--- Start of Document text ---

In another embodiment, in step 206 the UE 30 also automatically transmits the image upon its capture. Therefore, advantageously, it is not necessary for the user to have prior knowledge of how to transmit the captured image to the PSAP, as the image is automatically transmitted to the network component, and it is then automatically routed to the PSAP once received by the network component, the same way voice data is automatically routed in an emergency call. In one such embodiment, once the image capture device 42 completes capturing the image (e.g. once the photograph is taken or once the user has indicated to stop recording the video), this acts as a trigger for the UE 30 to transmit the image or series of images captured. In another embodiment, if a video is being captured, the UE 30 is triggered to transmit each captured image of the video (i.e. each “frame”) in real time as it is captured.
It will be appreciated that it is not necessary for there to be a UICC 68 present in order to establish the emergency communication. For example, in one scenario with respect to FIG. 4, it may be the case that the UE 30 is locked when the request is received to initiate the emergency communication and no UICC 68 is inserted into the UE 30, or perhaps the UE 30 does not even have a UICC 68. The method will still proceed as described in FIG. 4. Similarly, in other embodiments the UE 30 may not be able to enter a locked condition, only the UICC 68. Therefore, in such an embodiment, it may be the case that the UICC 68 is in a locked condition when the request to initiate the emergency communication is received and that the UE 30 is not or cannot be. The method of FIG. 4 will still proceed as described.
In yet another embodiment, each captured image (whether picture or video) is also stored locally in memory 74 on the UE 30.
The Emergency Communication Handler 44 is configured to enable the operations described above. For example, it is the Emergency Communication Handler 44 that, responsive to receiving the request to initiate the emergency communication, enables the image capture device 42 to capture the image, and controls the UE 30 to transmit the captured image to the network component using, for example, the wireless access radio 62.

--- End of Document text ---
--- Start of Records for this exercise ---

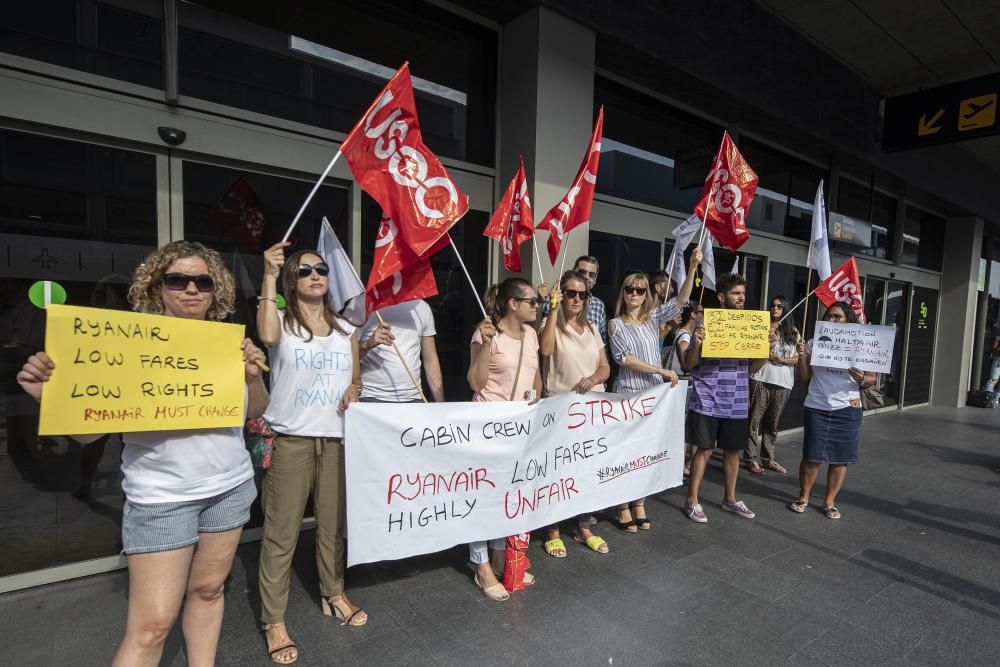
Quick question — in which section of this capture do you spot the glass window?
[179,0,497,166]
[739,139,827,241]
[0,130,157,576]
[828,178,896,259]
[899,205,945,271]
[361,193,493,401]
[0,0,163,88]
[594,77,722,212]
[592,230,661,314]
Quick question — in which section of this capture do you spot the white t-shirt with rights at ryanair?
[264,312,355,438]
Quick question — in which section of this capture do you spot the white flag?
[701,234,715,291]
[316,217,365,325]
[667,215,701,286]
[806,181,833,280]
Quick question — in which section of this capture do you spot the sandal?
[320,595,368,628]
[615,510,639,535]
[472,572,510,602]
[260,623,299,665]
[573,535,608,554]
[542,537,566,558]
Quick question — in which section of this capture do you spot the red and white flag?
[483,158,535,272]
[340,63,469,255]
[365,214,448,315]
[694,132,757,252]
[537,107,604,266]
[816,257,866,324]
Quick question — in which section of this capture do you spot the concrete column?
[931,218,983,407]
[495,7,595,284]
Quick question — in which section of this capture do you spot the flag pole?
[778,285,819,324]
[448,233,489,319]
[531,230,545,283]
[281,148,344,245]
[344,247,427,403]
[800,266,812,335]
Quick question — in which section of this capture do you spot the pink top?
[472,325,538,401]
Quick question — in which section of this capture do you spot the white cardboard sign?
[810,321,896,373]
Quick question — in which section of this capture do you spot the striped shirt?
[611,299,681,394]
[691,358,750,419]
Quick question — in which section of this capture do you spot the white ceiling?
[755,0,1000,174]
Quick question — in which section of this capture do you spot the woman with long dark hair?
[17,241,267,667]
[539,271,611,558]
[468,278,542,601]
[789,303,875,519]
[743,296,799,475]
[257,243,368,664]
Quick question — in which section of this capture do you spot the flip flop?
[573,535,608,554]
[542,537,566,558]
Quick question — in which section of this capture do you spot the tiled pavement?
[0,408,1000,666]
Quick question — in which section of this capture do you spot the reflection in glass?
[0,0,163,88]
[0,130,156,576]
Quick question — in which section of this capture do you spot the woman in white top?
[790,303,875,519]
[538,271,611,558]
[257,243,368,664]
[743,296,799,475]
[468,278,542,601]
[17,241,267,666]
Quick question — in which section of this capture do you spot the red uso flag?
[340,63,469,255]
[537,106,604,266]
[483,157,535,272]
[694,132,757,252]
[365,214,448,314]
[816,257,867,324]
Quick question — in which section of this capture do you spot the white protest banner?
[344,382,687,566]
[810,320,896,373]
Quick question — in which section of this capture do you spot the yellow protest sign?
[701,308,771,359]
[38,304,245,435]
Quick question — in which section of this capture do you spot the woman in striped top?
[608,248,701,533]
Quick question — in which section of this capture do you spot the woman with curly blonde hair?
[17,241,268,666]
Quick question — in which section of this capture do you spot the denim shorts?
[122,478,257,556]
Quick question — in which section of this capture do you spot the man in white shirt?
[359,299,444,577]
[359,299,444,403]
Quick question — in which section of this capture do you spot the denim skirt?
[802,408,863,465]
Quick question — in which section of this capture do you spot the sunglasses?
[299,263,330,278]
[163,273,215,292]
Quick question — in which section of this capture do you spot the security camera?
[156,127,187,146]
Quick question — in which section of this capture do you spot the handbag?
[861,384,885,410]
[246,417,274,471]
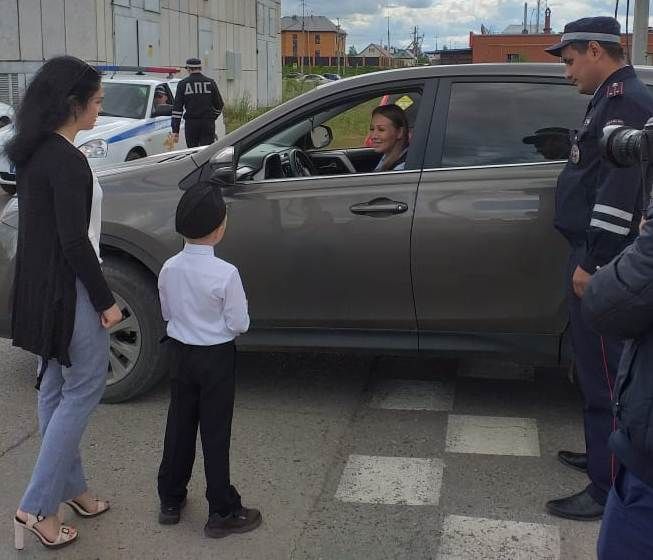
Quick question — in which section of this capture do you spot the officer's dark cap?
[175,181,227,239]
[544,16,621,56]
[186,58,202,68]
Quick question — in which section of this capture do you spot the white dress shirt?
[159,243,249,346]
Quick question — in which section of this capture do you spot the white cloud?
[282,0,634,49]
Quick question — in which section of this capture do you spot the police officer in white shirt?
[158,182,261,538]
[172,58,224,148]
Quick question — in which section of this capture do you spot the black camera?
[600,118,653,206]
[601,118,653,167]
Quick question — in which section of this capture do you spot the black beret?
[175,181,227,239]
[186,58,202,68]
[545,16,621,56]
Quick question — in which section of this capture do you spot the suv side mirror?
[152,104,172,117]
[311,124,333,150]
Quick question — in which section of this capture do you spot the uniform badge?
[569,144,580,165]
[608,82,624,97]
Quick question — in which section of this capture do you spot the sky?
[281,0,634,51]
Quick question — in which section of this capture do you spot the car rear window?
[442,82,589,167]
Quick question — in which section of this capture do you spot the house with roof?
[281,16,347,66]
[347,43,395,68]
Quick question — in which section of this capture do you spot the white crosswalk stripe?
[445,414,540,457]
[336,455,444,506]
[437,515,560,560]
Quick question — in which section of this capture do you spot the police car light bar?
[95,65,179,74]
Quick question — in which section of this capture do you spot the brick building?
[469,32,653,64]
[281,16,347,66]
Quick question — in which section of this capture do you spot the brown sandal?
[64,498,111,517]
[14,513,77,550]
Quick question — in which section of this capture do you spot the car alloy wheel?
[107,292,143,385]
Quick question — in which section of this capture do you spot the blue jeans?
[598,466,653,560]
[20,280,109,516]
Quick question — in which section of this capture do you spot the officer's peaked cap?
[175,181,227,239]
[545,16,621,56]
[186,58,202,68]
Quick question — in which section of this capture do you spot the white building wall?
[0,0,281,105]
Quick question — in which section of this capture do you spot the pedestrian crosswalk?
[335,363,561,560]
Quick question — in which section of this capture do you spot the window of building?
[442,82,587,167]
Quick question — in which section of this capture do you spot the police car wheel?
[125,148,146,161]
[102,255,165,403]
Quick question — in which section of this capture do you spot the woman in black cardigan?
[7,57,122,548]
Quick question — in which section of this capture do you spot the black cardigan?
[11,134,114,366]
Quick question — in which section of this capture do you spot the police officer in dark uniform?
[546,17,653,520]
[172,58,224,148]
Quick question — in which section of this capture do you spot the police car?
[0,103,14,128]
[0,66,225,194]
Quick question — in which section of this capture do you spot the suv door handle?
[349,198,408,216]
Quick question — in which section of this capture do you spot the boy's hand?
[100,303,122,329]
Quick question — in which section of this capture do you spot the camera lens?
[601,126,644,167]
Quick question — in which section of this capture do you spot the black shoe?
[204,507,263,539]
[159,498,186,525]
[546,488,604,521]
[558,451,587,473]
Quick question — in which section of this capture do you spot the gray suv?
[0,64,653,402]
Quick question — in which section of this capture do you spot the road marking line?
[370,379,454,412]
[336,455,444,506]
[445,414,540,457]
[437,515,560,560]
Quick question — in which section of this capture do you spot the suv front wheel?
[102,255,165,403]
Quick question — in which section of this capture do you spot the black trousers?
[567,248,623,504]
[184,119,215,148]
[158,339,241,516]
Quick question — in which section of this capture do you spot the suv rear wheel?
[102,255,165,403]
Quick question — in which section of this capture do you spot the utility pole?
[631,0,649,64]
[299,0,308,74]
[336,18,340,74]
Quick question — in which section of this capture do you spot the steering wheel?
[288,148,317,177]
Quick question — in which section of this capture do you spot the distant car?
[0,69,225,194]
[300,74,331,84]
[0,103,14,128]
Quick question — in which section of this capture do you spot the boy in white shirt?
[158,182,262,538]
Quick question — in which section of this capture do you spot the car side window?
[442,82,589,167]
[236,87,422,182]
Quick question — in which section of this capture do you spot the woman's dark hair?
[5,56,101,166]
[372,104,408,171]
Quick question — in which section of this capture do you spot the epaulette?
[607,82,624,97]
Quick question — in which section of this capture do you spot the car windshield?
[100,82,150,119]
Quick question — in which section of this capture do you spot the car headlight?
[79,140,107,158]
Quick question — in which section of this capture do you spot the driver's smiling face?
[370,115,403,154]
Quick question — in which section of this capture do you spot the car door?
[412,77,588,352]
[218,80,435,349]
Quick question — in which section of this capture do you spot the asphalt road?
[0,341,599,560]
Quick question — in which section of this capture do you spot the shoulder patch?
[607,82,624,97]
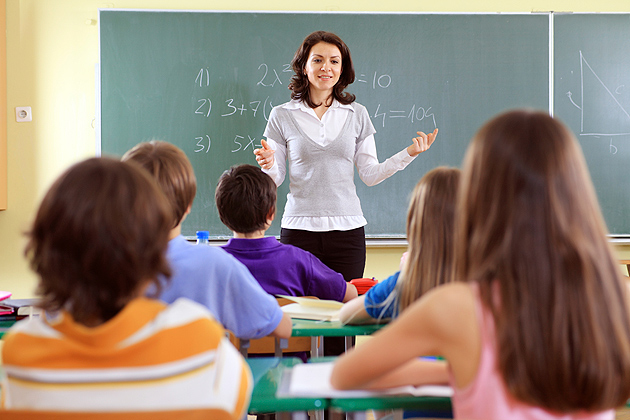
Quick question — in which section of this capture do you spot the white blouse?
[263,100,415,232]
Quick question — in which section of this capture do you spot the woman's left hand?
[407,128,438,156]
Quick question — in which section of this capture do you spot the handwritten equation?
[192,63,437,153]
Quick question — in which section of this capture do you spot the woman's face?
[304,42,342,93]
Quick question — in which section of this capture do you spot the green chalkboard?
[554,14,630,236]
[99,10,549,238]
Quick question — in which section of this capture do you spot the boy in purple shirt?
[215,165,357,302]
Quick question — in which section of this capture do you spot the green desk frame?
[247,357,452,419]
[239,319,387,357]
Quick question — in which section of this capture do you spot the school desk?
[0,321,16,340]
[247,357,452,419]
[239,319,387,357]
[247,357,329,420]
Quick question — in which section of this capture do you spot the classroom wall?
[0,0,630,297]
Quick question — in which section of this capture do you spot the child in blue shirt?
[215,165,357,302]
[123,140,292,339]
[339,167,460,324]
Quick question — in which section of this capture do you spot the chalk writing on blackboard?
[566,51,630,136]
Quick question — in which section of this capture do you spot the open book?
[277,295,343,321]
[277,362,453,398]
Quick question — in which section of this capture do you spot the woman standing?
[254,31,438,281]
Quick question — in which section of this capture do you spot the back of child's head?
[25,158,171,325]
[455,110,630,412]
[122,140,197,227]
[396,167,460,312]
[214,165,277,234]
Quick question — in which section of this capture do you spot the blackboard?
[99,10,550,238]
[554,14,630,236]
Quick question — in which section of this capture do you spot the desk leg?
[344,336,352,351]
[311,337,324,357]
[238,338,249,359]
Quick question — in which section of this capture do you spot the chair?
[230,296,320,357]
[0,408,234,420]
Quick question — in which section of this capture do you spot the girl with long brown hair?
[332,110,630,419]
[339,167,460,324]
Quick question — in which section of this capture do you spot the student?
[339,167,460,324]
[0,158,252,420]
[215,165,357,302]
[332,110,630,420]
[123,140,292,339]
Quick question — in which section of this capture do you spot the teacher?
[254,31,438,281]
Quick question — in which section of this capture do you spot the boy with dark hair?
[123,140,292,339]
[0,158,253,420]
[215,165,357,302]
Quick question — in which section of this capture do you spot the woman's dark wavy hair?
[289,31,356,108]
[25,158,172,325]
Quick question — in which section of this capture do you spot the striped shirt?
[2,298,253,419]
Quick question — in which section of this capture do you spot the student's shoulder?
[162,297,222,329]
[414,282,475,334]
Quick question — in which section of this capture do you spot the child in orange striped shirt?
[0,158,252,419]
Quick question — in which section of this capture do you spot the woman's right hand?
[254,140,276,169]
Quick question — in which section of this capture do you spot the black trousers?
[280,227,365,356]
[280,227,365,281]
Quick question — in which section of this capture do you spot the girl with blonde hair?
[332,110,630,420]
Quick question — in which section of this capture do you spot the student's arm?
[342,283,359,303]
[368,359,448,389]
[269,314,293,338]
[331,283,481,389]
[339,295,376,324]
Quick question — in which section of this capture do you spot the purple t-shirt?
[222,236,347,302]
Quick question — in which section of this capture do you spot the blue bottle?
[197,230,210,245]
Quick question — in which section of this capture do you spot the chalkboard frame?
[103,9,630,243]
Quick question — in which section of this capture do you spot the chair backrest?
[230,296,318,354]
[0,408,237,420]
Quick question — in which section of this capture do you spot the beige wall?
[0,0,630,297]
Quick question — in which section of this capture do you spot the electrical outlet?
[15,106,33,122]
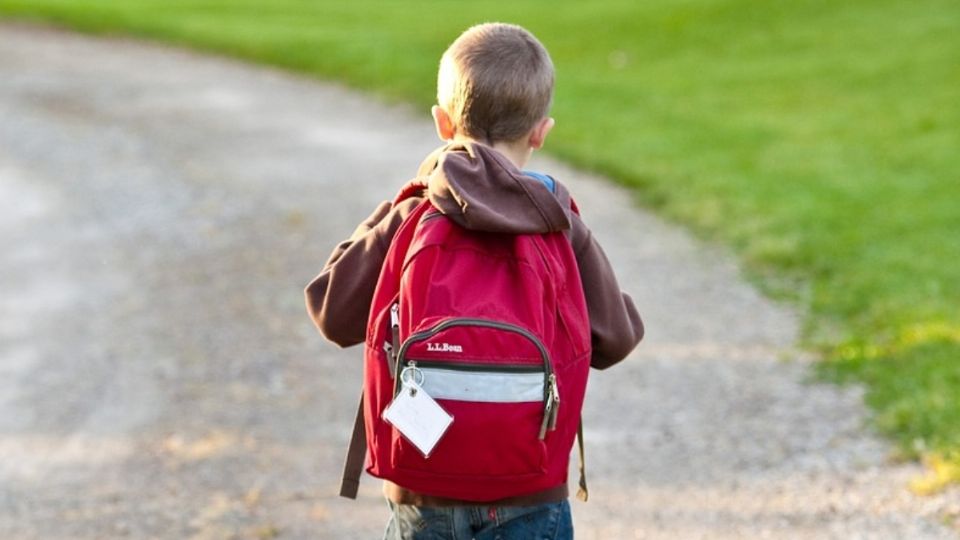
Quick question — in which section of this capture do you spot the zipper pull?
[540,373,560,441]
[383,302,400,379]
[538,393,553,441]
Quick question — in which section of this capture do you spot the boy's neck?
[457,137,533,169]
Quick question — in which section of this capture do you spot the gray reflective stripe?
[417,367,543,403]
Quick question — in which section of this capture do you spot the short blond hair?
[437,23,554,144]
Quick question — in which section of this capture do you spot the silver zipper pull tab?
[390,303,400,328]
[540,373,560,441]
[383,302,400,378]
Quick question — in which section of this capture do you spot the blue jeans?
[383,501,573,540]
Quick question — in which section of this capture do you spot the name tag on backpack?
[383,381,453,458]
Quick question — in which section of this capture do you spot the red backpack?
[341,180,590,502]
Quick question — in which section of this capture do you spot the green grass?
[0,0,960,480]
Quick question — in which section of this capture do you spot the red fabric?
[364,199,590,502]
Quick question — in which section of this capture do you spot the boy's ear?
[527,117,557,150]
[430,105,457,141]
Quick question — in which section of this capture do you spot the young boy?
[306,23,643,538]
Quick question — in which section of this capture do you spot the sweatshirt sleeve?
[571,213,644,369]
[304,199,419,347]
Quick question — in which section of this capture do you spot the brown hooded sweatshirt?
[305,143,643,506]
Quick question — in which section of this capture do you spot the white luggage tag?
[383,362,453,458]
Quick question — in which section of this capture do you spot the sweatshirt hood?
[417,142,571,234]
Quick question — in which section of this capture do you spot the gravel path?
[0,25,960,540]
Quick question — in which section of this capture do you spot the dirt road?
[0,26,960,540]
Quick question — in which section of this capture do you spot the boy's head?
[434,23,554,147]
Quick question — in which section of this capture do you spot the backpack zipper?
[393,316,560,440]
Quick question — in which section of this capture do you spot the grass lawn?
[0,0,960,490]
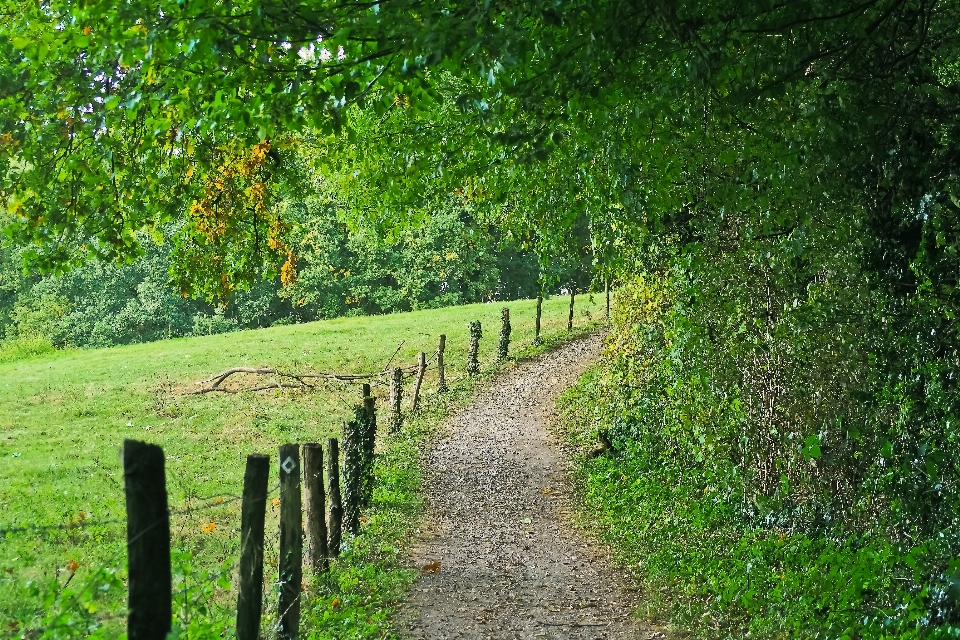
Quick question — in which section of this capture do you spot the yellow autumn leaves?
[187,140,297,296]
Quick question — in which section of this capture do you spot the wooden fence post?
[277,444,303,640]
[327,438,343,558]
[467,320,483,376]
[302,443,330,576]
[237,453,270,640]
[343,420,363,535]
[497,307,510,362]
[603,276,610,322]
[123,440,173,640]
[533,293,543,346]
[390,367,403,431]
[437,333,448,393]
[410,351,427,413]
[360,384,377,507]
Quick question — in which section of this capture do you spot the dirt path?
[401,336,662,640]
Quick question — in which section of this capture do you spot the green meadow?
[0,296,603,638]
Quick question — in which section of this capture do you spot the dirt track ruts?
[399,335,662,640]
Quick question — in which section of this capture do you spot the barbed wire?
[0,483,280,537]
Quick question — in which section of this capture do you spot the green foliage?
[564,282,960,638]
[0,298,599,637]
[0,336,56,362]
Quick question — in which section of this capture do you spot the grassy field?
[0,296,603,639]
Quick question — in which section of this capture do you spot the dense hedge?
[564,276,960,638]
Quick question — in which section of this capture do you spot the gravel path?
[400,336,663,640]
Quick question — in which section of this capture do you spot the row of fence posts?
[123,384,377,640]
[123,302,604,640]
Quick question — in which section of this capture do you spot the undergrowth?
[559,363,960,640]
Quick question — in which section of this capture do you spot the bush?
[562,274,960,638]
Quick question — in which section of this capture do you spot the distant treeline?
[0,203,590,347]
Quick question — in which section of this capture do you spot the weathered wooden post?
[327,438,343,558]
[603,276,610,322]
[277,444,303,640]
[437,333,448,393]
[390,367,403,431]
[359,384,377,507]
[343,420,363,535]
[467,320,483,376]
[410,351,427,413]
[533,292,543,346]
[497,307,510,362]
[237,453,270,640]
[303,443,330,574]
[123,440,173,640]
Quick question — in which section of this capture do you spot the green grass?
[0,296,602,638]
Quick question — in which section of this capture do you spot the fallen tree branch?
[187,360,417,395]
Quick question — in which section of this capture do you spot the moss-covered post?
[533,291,543,346]
[497,307,510,362]
[603,276,610,322]
[437,333,448,393]
[357,384,377,507]
[410,351,427,413]
[327,438,343,558]
[341,418,363,535]
[467,320,483,376]
[390,367,403,431]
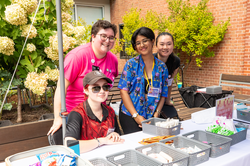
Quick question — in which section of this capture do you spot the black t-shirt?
[65,102,121,140]
[153,53,181,75]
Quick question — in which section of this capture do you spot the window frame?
[73,3,105,22]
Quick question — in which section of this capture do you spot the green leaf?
[49,13,54,20]
[26,64,35,72]
[30,51,37,60]
[34,56,42,68]
[20,58,31,66]
[11,28,20,40]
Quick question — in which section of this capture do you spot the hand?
[135,115,146,127]
[47,117,62,135]
[105,132,125,144]
[165,97,174,106]
[154,111,160,118]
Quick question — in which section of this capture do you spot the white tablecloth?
[0,109,250,166]
[81,120,250,166]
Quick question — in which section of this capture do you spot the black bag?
[48,127,63,145]
[160,104,180,119]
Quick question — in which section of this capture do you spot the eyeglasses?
[97,34,116,42]
[135,39,150,46]
[89,85,111,93]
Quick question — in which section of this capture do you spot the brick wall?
[111,0,250,93]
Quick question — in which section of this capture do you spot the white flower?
[26,43,36,52]
[44,34,77,60]
[62,22,74,36]
[45,66,59,82]
[61,0,75,11]
[0,37,15,55]
[5,4,28,25]
[44,47,59,61]
[20,24,37,39]
[12,0,37,14]
[24,72,49,95]
[62,12,71,22]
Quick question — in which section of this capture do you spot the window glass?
[75,5,103,25]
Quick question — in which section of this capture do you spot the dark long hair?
[156,32,177,75]
[131,27,155,50]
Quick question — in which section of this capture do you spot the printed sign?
[216,95,234,119]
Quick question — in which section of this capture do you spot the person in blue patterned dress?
[118,27,168,134]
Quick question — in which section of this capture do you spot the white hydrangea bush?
[12,0,38,14]
[26,43,36,52]
[24,72,49,95]
[0,37,15,56]
[61,0,75,11]
[20,24,37,39]
[5,4,28,25]
[62,12,71,23]
[45,66,59,82]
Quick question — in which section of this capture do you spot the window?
[119,24,132,59]
[73,4,104,25]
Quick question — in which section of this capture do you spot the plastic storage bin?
[89,158,114,166]
[135,143,188,166]
[183,130,232,158]
[142,118,181,136]
[237,110,250,122]
[106,150,161,166]
[5,145,91,166]
[160,136,211,166]
[207,125,247,146]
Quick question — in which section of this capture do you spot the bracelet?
[156,110,161,116]
[95,138,101,147]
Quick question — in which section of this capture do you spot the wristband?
[95,138,101,147]
[156,110,161,116]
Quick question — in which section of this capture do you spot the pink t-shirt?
[64,43,118,112]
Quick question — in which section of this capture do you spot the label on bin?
[197,152,206,157]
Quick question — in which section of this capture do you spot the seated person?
[65,71,124,153]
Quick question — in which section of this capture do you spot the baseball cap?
[83,71,112,87]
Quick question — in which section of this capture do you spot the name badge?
[168,78,173,86]
[92,65,100,71]
[148,87,160,97]
[107,127,115,136]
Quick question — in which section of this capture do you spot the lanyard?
[144,60,155,89]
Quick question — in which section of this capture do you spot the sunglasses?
[89,85,111,93]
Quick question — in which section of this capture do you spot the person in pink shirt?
[48,20,118,135]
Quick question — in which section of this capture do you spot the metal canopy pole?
[56,0,66,144]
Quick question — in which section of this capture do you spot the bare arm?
[47,79,70,135]
[120,89,146,125]
[65,132,124,153]
[166,68,179,105]
[154,96,166,118]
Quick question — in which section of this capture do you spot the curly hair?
[90,20,117,41]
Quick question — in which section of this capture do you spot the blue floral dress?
[118,55,168,119]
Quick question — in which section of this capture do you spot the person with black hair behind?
[154,32,180,118]
[118,27,168,134]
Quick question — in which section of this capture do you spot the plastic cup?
[177,82,182,88]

--- End of Records for this exercise ---

Tasks →
**a)** Could you repeat the emergency-call text between "In yet another" and "access radio 62.", inclusive?
**b)** Can you reproduce the entries between the lines holding "short blond hair?" and "[383,302,400,378]", inclusive, with "silver" replaced by "gold" and nothing else changed?
The emergency-call text and the entries have nothing to do with each other.

Answers to the problems →
**a)**
In yet another embodiment, each captured image (whether picture or video) is also stored locally in memory 74 on the UE 30.
The Emergency Communication Handler 44 is configured to enable the operations described above. For example, it is the Emergency Communication Handler 44 that, responsive to receiving the request to initiate the emergency communication, enables the image capture device 42 to capture the image, and controls the UE 30 to transmit the captured image to the network component using, for example, the wireless access radio 62.

**b)**
Quick question — in which section of this capture do you spot the short blond hair?
[437,23,554,144]
Quick question — in which section of this capture do you spot the gold zipper pull tab?
[390,303,400,328]
[540,373,560,441]
[383,302,400,378]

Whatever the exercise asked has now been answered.